◆ Given passage:

========

# Symbols:

Regular expressions (regex) use various symbols to define search patterns. Below is a comprehensive list of the common regex symbols and their meanings:

### Common Regex Symbols

1. **Anchors**:
   - `^` : Matches the start of a string.
   - `$` : Matches the end of a string.

2. **Character Classes**:
   - `.` : Matches any character except a newline.
   - `\d` : Matches any digit (equivalent to `[0-9]`).
   - `\D` : Matches any non-digit character.
   - `\w` : Matches any word character (alphanumeric & underscore, equivalent to `[a-zA-Z0-9_]`).
   - `\W` : Matches any non-word character.
   - `\s` : Matches any whitespace character (spaces, tabs, line breaks).
   - `\S` : Matches any non-whitespace character.

3. **Brackets**:
   - `[abc]` : Matches any single character `a`, `b`, or `c`.
   - `[^abc]` : Matches any character except `a`, `b`, or `c`.
   - `[a-z]` : Matches any character from `a` to `z` (inclusive).
   - `[A-Z]` : Matches any character from `A` to `Z`.
   - `[0-9]` : Matches any digit from `0` to `9`.

4. **Quantifiers**:
   - `*` : Matches 0 or more occurrences of the preceding element.
   - `+` : Matches 1 or more occurrences of the preceding element.
   - `?` : Matches 0 or 1 occurrence of the preceding element.
   - `{n}` : Matches exactly `n` occurrences of the preceding element.
   - `{n,}` : Matches `n` or more occurrences.
   - `{n,m}` : Matches between `n` and `m` occurrences.

5. **Grouping and Capture**:
   - `(...)` : Capturing group; captures the matched text for later use.
   - `(?:...)` : Non-capturing group; groups the expression without capturing the match.
   - `(?P<name>...)` : Named capturing group; captures the matched text and gives it a name for later reference.

6. **Alternation**:
   - `|` : Matches either the expression before or after it (logical OR).

7. **Assertions**:
   - `(?=...)` : Positive lookahead; matches a group only if followed by the specified expression.
   - `(?!...)` : Negative lookahead; matches a group only if not followed by the specified expression.
   - `(?<=...)` : Positive lookbehind; matches a group only if preceded by the specified expression.
   - `(?<!...)` : Negative lookbehind; matches a group only if not preceded by the specified expression.

8. **Escape Character**:
   - `\` : Escapes a special character to match it literally. For example, `\.` matches a literal period.

9. **Flags**:
   - `(?i)` : Enables case-insensitive matching (can also be set globally).
       - pattern = r"(?i)hello"
   - `(?m)` : Enables multiline mode (affects `^` and `$`).
       - pattern = r"(?m)^hello"
   - `(?s)` : Enables dot-all mode (makes `.` match newline characters).
       - pattern = r"(?s)hello."

========

◆ Material supplied:

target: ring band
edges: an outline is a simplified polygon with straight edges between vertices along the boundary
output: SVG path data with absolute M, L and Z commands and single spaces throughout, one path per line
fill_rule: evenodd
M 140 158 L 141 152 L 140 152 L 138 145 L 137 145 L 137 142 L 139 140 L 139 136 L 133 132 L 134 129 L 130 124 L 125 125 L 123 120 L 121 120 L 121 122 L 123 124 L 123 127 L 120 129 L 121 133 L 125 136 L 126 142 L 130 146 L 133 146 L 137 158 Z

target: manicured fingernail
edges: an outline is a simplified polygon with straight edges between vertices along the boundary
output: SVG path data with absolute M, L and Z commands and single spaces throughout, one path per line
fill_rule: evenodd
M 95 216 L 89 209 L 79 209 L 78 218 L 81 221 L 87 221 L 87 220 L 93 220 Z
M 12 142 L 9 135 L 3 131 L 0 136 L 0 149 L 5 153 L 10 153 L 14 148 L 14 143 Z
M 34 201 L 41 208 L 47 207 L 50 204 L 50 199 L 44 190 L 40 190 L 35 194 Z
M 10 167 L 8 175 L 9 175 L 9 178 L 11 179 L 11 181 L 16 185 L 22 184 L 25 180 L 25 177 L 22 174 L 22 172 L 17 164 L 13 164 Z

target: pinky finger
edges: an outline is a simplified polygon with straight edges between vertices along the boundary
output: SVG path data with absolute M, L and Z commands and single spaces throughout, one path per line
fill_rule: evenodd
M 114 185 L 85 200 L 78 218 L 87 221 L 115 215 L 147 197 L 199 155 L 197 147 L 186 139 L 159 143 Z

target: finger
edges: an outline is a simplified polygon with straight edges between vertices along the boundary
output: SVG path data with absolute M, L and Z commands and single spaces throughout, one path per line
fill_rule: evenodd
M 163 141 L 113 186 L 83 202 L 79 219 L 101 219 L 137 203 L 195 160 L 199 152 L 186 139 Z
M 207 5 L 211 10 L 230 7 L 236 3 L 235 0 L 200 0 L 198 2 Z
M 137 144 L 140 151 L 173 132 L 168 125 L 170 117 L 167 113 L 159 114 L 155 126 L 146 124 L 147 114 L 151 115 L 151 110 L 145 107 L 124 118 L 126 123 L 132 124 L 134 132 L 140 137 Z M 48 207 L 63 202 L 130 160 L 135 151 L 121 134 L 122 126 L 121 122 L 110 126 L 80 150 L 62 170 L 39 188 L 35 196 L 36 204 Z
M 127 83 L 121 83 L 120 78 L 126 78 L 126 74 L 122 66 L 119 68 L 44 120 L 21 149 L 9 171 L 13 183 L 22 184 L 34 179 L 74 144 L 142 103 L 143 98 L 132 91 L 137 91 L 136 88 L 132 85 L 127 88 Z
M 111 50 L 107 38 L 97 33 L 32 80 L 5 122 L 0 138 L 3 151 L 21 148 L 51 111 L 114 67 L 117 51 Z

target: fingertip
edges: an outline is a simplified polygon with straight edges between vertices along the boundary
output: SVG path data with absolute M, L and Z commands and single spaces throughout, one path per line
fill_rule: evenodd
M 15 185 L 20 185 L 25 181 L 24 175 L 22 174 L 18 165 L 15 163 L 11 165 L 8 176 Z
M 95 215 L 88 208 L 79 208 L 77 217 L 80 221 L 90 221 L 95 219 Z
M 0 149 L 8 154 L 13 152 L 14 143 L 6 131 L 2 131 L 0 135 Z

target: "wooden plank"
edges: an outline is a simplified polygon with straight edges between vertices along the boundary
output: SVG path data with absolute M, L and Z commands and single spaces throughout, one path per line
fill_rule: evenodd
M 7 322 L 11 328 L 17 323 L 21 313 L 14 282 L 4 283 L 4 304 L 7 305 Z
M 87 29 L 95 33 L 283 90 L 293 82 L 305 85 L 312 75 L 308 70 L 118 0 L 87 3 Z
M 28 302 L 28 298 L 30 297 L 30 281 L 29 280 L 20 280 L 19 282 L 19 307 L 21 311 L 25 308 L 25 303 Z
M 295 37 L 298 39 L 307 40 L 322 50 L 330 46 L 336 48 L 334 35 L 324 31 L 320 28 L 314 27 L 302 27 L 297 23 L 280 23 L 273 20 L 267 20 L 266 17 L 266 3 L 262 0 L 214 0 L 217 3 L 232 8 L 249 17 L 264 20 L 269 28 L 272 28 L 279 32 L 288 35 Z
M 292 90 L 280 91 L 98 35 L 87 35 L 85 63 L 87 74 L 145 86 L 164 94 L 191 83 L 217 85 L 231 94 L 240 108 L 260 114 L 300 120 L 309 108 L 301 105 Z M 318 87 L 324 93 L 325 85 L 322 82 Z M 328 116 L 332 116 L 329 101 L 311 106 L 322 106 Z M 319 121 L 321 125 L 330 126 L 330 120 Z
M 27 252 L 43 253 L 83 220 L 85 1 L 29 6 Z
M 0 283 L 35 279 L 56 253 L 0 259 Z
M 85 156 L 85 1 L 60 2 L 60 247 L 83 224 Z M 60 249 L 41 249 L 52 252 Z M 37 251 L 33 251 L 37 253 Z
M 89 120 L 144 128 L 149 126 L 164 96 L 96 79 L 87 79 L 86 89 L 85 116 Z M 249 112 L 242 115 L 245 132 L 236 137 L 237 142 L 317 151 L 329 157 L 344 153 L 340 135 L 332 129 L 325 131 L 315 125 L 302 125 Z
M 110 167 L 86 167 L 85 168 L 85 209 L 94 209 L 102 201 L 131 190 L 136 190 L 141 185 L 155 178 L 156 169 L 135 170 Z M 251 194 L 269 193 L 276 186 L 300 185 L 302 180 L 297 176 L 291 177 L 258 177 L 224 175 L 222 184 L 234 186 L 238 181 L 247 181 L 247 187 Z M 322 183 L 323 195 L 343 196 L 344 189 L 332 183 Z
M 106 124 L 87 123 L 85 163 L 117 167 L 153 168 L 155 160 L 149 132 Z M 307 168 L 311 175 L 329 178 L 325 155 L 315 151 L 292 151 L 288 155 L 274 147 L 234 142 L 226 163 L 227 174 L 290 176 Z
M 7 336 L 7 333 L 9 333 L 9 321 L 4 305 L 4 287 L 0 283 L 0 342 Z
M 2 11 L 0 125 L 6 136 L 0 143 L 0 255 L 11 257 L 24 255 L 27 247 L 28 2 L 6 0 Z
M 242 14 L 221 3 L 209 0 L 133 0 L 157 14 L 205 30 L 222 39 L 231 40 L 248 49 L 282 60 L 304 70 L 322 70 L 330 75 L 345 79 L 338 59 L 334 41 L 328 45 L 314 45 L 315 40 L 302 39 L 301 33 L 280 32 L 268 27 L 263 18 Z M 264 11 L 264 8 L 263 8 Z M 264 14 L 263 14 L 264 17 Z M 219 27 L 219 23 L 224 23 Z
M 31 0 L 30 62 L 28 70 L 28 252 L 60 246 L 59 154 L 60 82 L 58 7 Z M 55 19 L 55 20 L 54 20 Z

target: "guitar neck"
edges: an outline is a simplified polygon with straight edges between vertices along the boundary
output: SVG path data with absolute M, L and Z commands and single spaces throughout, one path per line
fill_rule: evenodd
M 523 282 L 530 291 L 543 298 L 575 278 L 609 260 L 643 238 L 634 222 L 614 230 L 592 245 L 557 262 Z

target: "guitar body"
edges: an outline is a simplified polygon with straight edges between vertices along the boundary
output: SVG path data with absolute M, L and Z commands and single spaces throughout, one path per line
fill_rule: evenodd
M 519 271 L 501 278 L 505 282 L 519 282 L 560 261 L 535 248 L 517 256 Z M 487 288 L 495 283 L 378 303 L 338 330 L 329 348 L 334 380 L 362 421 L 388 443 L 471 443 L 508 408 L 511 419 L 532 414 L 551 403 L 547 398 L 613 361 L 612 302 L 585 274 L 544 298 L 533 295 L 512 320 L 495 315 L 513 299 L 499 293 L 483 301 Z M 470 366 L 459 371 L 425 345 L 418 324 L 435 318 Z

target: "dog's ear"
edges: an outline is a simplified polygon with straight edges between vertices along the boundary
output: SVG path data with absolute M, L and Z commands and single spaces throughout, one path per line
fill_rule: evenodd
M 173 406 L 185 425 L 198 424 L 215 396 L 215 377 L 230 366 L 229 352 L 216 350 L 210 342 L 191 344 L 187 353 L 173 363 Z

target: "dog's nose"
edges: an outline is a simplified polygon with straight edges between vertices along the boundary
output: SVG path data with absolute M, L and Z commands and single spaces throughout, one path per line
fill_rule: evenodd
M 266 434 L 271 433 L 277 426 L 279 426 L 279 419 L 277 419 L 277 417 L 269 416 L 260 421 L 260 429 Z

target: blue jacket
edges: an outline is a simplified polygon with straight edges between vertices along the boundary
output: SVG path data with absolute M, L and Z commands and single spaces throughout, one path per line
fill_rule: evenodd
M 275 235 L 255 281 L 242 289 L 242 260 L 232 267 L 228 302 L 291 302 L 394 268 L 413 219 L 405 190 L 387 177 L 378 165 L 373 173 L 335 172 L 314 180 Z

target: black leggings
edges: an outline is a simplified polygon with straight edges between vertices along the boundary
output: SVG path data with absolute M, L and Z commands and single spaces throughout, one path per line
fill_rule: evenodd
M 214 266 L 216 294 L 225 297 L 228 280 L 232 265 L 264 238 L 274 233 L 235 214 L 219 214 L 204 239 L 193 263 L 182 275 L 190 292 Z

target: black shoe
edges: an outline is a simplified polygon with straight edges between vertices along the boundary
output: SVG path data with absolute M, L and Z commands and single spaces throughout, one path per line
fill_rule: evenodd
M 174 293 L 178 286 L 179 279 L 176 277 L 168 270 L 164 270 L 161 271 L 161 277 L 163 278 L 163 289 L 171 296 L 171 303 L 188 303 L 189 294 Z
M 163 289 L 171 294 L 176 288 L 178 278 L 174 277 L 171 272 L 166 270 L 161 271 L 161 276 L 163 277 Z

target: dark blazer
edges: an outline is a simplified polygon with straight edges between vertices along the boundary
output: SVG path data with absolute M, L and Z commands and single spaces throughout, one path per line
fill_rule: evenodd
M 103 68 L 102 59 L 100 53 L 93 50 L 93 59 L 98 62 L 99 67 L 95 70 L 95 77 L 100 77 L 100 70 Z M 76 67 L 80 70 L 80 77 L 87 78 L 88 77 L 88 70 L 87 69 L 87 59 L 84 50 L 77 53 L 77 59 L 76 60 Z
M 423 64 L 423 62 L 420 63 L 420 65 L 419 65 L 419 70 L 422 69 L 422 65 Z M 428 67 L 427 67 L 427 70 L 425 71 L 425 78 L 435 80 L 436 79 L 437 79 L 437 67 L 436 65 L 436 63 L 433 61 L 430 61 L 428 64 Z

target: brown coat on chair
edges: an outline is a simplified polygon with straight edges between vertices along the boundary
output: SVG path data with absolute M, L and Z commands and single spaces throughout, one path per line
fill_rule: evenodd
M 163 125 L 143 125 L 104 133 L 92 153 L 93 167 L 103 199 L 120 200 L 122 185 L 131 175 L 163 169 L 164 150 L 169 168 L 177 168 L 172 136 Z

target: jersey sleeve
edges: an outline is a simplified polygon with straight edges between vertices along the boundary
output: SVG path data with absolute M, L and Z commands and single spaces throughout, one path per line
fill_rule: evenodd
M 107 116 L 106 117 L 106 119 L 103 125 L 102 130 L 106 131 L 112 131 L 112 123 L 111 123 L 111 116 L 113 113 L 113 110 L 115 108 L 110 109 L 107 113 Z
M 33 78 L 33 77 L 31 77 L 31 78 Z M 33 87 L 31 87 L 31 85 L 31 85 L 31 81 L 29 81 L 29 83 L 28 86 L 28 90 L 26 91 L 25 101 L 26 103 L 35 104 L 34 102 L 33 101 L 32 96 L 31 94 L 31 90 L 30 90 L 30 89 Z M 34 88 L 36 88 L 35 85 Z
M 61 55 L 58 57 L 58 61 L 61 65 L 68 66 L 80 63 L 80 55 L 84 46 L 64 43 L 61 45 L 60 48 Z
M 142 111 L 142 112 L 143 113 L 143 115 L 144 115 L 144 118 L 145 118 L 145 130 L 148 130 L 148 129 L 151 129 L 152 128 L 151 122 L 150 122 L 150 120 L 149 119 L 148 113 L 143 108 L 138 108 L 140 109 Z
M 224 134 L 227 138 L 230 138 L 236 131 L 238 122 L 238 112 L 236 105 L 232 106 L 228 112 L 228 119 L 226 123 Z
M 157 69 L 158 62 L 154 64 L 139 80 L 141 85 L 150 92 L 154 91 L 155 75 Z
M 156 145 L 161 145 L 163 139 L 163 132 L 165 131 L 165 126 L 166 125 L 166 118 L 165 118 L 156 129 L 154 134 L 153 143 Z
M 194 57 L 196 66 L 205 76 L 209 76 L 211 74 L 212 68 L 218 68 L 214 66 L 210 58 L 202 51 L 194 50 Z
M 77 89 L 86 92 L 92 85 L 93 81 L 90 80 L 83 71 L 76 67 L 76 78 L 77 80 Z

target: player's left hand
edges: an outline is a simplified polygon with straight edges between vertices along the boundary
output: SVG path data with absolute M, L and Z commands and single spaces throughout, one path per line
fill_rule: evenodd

========

◆ What you will do: Copy the regex symbol list above word for word, from "5. **Grouping and" to "not preceded by the specified expression.".

◆ Reply:
5. **Grouping and Capture**:
   - `(...)` : Capturing group; captures the matched text for later use.
   - `(?:...)` : Non-capturing group; groups the expression without capturing the match.
   - `(?P<name>...)` : Named capturing group; captures the matched text and gives it a name for later reference.

6. **Alternation**:
   - `|` : Matches either the expression before or after it (logical OR).

7. **Assertions**:
   - `(?=...)` : Positive lookahead; matches a group only if followed by the specified expression.
   - `(?!...)` : Negative lookahead; matches a group only if not followed by the specified expression.
   - `(?<=...)` : Positive lookbehind; matches a group only if preceded by the specified expression.
   - `(?<!...)` : Negative lookbehind; matches a group only if not preceded by the specified expression.